* **GIVEN PROBLEM**: Write out exactly the lines running from the one that contains "eye shown in this photograph." through the end of the material.

* **Labeled-object pointing entries**:
○ ○ ○ ○

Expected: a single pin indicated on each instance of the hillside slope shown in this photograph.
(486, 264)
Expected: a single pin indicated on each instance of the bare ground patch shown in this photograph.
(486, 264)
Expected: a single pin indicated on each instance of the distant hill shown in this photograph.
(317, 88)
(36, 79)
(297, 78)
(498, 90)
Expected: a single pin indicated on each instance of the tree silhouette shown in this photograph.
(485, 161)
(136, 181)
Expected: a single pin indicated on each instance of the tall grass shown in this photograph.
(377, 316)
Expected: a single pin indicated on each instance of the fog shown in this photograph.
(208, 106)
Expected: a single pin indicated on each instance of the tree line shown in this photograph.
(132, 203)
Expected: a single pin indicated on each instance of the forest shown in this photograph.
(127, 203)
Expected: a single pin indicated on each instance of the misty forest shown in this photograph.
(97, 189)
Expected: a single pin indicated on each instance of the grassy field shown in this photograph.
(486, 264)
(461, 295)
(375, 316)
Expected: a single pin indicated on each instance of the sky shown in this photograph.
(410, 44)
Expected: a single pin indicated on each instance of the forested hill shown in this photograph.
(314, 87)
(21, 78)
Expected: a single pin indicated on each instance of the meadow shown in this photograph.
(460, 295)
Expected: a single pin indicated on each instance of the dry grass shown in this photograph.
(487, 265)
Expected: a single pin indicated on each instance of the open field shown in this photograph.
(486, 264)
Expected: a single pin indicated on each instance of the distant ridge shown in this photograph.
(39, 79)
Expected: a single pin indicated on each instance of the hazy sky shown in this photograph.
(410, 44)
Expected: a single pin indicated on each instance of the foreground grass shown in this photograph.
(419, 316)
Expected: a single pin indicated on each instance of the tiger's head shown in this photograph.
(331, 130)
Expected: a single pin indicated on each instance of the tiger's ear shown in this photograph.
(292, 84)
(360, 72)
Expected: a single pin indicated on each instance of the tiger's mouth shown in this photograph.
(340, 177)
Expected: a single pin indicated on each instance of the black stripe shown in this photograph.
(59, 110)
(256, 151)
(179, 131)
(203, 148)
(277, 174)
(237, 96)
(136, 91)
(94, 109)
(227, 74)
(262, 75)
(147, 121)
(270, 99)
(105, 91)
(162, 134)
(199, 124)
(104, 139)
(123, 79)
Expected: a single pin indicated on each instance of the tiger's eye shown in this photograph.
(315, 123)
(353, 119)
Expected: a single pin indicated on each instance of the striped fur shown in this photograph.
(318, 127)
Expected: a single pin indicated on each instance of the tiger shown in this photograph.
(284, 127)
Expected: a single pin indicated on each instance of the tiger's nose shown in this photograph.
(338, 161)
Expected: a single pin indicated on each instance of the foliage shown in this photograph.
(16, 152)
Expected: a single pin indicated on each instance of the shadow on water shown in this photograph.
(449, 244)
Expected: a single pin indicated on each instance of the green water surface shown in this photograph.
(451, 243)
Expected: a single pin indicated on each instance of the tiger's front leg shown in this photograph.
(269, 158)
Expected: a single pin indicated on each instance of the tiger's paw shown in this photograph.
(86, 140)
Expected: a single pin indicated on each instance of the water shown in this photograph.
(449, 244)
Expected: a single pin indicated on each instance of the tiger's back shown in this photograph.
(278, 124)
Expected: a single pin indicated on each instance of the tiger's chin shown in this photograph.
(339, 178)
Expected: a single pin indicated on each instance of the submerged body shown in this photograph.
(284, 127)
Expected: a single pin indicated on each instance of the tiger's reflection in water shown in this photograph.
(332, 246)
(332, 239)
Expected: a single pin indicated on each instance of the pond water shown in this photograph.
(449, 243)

○ ○ ○ ○

* **RESPONSE FOR THIS EXERCISE**:
Expected: a single pin indicated on each instance of the tiger's eye shown in this photograph.
(315, 123)
(353, 119)
Expected: a single pin indicated on each instance of the striped fur shown in this photograph.
(318, 127)
Expected: a single pin indicated on each instance of the tiger shown in this photograph.
(284, 127)
Expected: a single pin indicated on each instance of the tiger's nose shown in this photograph.
(338, 161)
Expected: a single pin indicated on each instance of the foliage shown in this photograph.
(16, 152)
Expected: a single pin indicated on each instance of the shadow on water shown in this photograph.
(449, 244)
Expected: a single pin indicated on each instance of the green water surface shown in this photograph.
(451, 243)
Expected: a single pin indicated on each instance of the tiger's front leg shown in this photograph.
(269, 158)
Expected: a single pin indicated on each instance of the tiger's paw shown in this photograph.
(86, 140)
Expected: a single pin indicated on each instance of the water shown in this photograph.
(449, 244)
Expected: a single pin indicated on each instance of the tiger's back shown in this photograph.
(278, 124)
Expected: a single pin indicated on each instance of the tiger's chin shown in this photograph.
(339, 178)
Expected: a single pin indicated on each instance of the submerged body shown in this photograph.
(284, 127)
Expected: a single pin indicated on each instance of the tiger's reflection in water shown in this photograph.
(332, 246)
(332, 239)
Expected: a single pin indicated on each instance of the pond water shown in this photograph.
(449, 243)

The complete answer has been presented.